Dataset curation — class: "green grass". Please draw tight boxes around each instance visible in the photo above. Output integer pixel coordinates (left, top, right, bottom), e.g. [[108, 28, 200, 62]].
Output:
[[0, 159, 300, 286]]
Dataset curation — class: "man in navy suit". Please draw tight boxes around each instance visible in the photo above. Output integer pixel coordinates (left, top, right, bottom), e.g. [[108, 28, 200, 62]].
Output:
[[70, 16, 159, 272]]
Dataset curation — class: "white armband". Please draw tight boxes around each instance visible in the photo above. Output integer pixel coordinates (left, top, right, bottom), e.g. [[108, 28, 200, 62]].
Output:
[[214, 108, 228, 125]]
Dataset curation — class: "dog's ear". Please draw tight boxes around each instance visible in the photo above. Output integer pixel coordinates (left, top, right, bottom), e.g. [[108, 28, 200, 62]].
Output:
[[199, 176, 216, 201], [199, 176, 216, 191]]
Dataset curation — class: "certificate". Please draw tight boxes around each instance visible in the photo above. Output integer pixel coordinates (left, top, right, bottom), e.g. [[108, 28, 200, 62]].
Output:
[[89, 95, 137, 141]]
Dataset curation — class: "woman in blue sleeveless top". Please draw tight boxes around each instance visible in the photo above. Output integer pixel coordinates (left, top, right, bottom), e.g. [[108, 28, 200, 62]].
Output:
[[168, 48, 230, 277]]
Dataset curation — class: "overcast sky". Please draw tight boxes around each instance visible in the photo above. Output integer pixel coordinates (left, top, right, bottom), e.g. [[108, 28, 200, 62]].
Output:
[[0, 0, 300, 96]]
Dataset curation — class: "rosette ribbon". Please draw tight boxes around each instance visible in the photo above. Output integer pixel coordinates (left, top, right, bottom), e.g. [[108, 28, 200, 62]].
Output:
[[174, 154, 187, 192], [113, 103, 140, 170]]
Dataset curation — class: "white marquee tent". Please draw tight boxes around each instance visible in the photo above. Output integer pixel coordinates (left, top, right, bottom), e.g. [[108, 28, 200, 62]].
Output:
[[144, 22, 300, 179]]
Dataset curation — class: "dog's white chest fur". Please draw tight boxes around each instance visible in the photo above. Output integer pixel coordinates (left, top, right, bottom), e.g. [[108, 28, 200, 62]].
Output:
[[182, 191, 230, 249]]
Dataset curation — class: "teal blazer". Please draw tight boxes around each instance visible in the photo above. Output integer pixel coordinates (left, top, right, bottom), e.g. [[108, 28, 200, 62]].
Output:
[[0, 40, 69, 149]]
= = = = =
Instructions to follow → Scale the answer coordinates from the first line down to and including the line with "[[89, 95, 137, 141]]". Write those lines out again, requests included and unchanged, with every coordinate in the answers multiplied by 0.45 and rounded to a whole number, halves rounding up.

Reply to the exercise →
Dataset curation — class: "green grass". Please draw tight boxes around each instance visible in the photo above. Output integer pixel coordinates (left, top, right, bottom), e.g. [[108, 28, 200, 62]].
Output:
[[0, 72, 135, 129]]
Dataset curation — class: "man in navy suit". Please draw tight boxes around each instance visible in the photo above. Output integer pixel coordinates (left, top, right, bottom), e.g. [[108, 28, 200, 62]].
Output:
[[32, 7, 72, 122]]
Dataset curation — class: "white armband". Please draw tight boxes around each instance visible in the photo above. Output integer pixel coordinates (left, top, right, bottom), e.g. [[108, 28, 200, 62]].
Output:
[[96, 49, 103, 56]]
Dataset curation — class: "dog's ear". Please draw tight boxes around each instance visible in the photo above. Output integer pixel coordinates (left, top, right, bottom), e.g. [[108, 28, 200, 62]].
Output:
[[90, 79, 97, 90], [90, 79, 97, 86]]
Dataset curation — class: "certificate". Please draw tight boxes around each instance visible in the photo above. Output integer pixel coordinates (left, top, right, bottom), e.g. [[108, 28, 200, 62]].
Output:
[[40, 43, 62, 63]]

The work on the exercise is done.